### TO BE DONE
Copy every line of the listing below without any changes, and leave the picture out of your answer.

### DATA SECTION

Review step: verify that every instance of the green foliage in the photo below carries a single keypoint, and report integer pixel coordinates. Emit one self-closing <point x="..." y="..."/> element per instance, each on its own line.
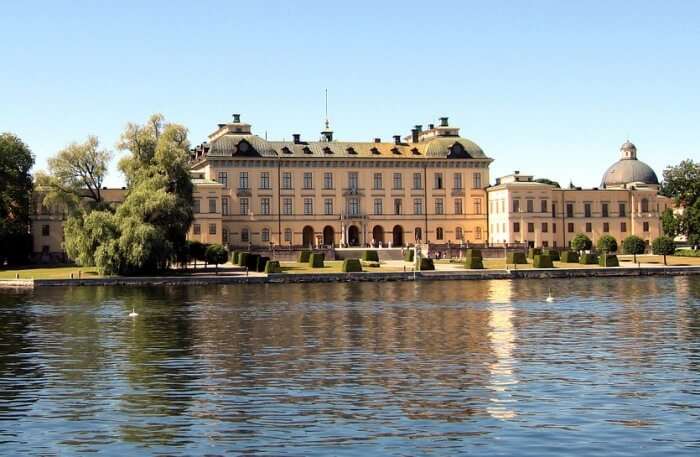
<point x="588" y="259"/>
<point x="569" y="256"/>
<point x="608" y="261"/>
<point x="607" y="243"/>
<point x="542" y="261"/>
<point x="370" y="256"/>
<point x="581" y="243"/>
<point x="352" y="266"/>
<point x="515" y="257"/>
<point x="316" y="260"/>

### OUTPUT FOR THIS EXERCISE
Review step: verify that every instance of the green foliage in the photo below carries a single keypoint, and report integer pixel coordinates. Emit one self-closing <point x="..." y="..."/> element per instance, each on its own line.
<point x="588" y="259"/>
<point x="569" y="256"/>
<point x="608" y="261"/>
<point x="607" y="243"/>
<point x="542" y="261"/>
<point x="370" y="256"/>
<point x="581" y="243"/>
<point x="352" y="266"/>
<point x="515" y="257"/>
<point x="316" y="260"/>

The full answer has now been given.